**Requirement:** According to the tribute to Adrian Wijemanne below, why was he distanced by former colleagues, most former close friends and some relations? Answer in one to three sentences.

**Text shown:**
-=-=-
By Charles Sarvan –
Many may stand apart from the general current (because they are distracted, bored, indifferent or disdainful) but few actually have the independence of mind and courage of spirit to go against the powerful and destructive torrent.
Neville Jayaweera recently sent me his tribute to Adrian Wijemanne who died in July 2008 at the age of 81, and it serves as a kind of prolegomenon to what follows. Jayaweera takes note both of Wijemanne’s distinguished public career, and lauds him as a person who was “remarkably modest and devoid of ego, neither talking about himself nor ever deliberately seeking public profile or visibility”. He was one who lived modestly, “never accepting payment either for lecturing or for writing” and having only his pension for an income. Yet, Jayaweera observes, such a human being was distanced by former colleagues, by most former close friends, and by some relations. Why? Because of his stance on Sri Lanka’s ethnic question: he was seen as a Sinhalese who was pro-Tamil. If colleagues, friends and relations did not understand him, then it’s not surprising that others heaped abuse, often intense and vulgar, on him; threatened and futilely tried to intimidate him with dire physical consequence. (In another communication to me, and with reference to Wijemanne, Neville Jayaweera writes of “closet racists”: seemingly cultivated, liberal-minded and progressive in public but “troglodyte in private”.) Jayaweera, employing a Biblical reference, describes Wijemanne as a voice in the wilderness. One may add that it was, by and large, an unheard and certainly unheeded voice. But lines from Robert Frost’s poem, ‘Bereft’, come to mind: “Word I was in the house alone / Somehow must have gotten abroad / Word I was in my life alone / Word I had no one left but God.” The last would have more than sufficed for Adrian Wijemanne because he was a deeply religious man whose ethics and morals (they are not the same) were drawn from, and based on, his religion. But would it be accurate and correct to say that the few Adrian Wijemannes of Sri Lanka, both male and female, are pro-Tamil? This is what I seek to address here.
-=-=-
**Excerpts from a pointing dataset:**
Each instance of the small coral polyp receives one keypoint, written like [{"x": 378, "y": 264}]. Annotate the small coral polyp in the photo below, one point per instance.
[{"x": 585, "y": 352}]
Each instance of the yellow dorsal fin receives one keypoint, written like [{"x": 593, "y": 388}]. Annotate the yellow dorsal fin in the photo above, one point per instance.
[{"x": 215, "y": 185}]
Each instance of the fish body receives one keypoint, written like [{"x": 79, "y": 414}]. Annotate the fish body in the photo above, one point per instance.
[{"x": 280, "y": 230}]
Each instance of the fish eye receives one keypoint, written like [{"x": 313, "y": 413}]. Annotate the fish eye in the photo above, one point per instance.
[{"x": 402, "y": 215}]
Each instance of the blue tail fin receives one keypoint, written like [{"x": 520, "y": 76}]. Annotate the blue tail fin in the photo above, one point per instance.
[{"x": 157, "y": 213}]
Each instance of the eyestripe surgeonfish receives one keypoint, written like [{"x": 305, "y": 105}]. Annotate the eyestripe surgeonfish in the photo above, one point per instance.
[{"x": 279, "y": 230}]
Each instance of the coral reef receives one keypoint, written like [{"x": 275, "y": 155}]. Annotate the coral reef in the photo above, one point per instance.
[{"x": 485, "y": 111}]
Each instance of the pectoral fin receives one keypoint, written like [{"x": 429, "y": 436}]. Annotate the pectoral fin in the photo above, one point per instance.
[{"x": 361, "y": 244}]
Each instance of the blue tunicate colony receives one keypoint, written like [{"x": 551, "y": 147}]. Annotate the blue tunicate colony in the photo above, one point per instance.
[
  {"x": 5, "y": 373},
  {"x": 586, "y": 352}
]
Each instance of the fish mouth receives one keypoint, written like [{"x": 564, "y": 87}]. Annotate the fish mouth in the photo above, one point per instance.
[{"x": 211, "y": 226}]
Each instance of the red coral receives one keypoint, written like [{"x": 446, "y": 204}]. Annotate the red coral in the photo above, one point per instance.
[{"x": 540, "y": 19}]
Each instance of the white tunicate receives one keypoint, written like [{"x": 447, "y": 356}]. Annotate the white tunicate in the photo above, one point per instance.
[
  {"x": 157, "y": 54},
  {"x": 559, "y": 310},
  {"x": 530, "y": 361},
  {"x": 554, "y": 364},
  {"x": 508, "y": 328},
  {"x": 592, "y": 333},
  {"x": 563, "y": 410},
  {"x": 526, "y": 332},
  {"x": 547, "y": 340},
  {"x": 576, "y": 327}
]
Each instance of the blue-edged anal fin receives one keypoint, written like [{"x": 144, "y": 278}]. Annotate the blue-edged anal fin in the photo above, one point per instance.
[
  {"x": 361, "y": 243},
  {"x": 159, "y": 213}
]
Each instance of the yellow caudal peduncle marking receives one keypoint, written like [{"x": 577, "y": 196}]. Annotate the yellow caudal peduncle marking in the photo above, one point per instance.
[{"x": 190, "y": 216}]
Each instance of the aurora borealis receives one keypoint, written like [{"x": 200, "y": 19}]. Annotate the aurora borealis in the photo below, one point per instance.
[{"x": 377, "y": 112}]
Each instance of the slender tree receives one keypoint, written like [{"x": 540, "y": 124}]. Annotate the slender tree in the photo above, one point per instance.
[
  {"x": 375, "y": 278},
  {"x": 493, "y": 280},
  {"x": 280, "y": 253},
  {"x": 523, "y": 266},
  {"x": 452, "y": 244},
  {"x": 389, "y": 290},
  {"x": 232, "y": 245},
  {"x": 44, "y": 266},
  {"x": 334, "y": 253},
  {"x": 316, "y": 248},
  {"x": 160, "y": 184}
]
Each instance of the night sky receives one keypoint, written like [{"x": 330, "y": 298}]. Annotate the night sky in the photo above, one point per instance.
-=-=-
**Right answer:** He was distanced because of his stance on Sri Lanka's ethnic question. He was seen as a Sinhalese who was pro-Tamil.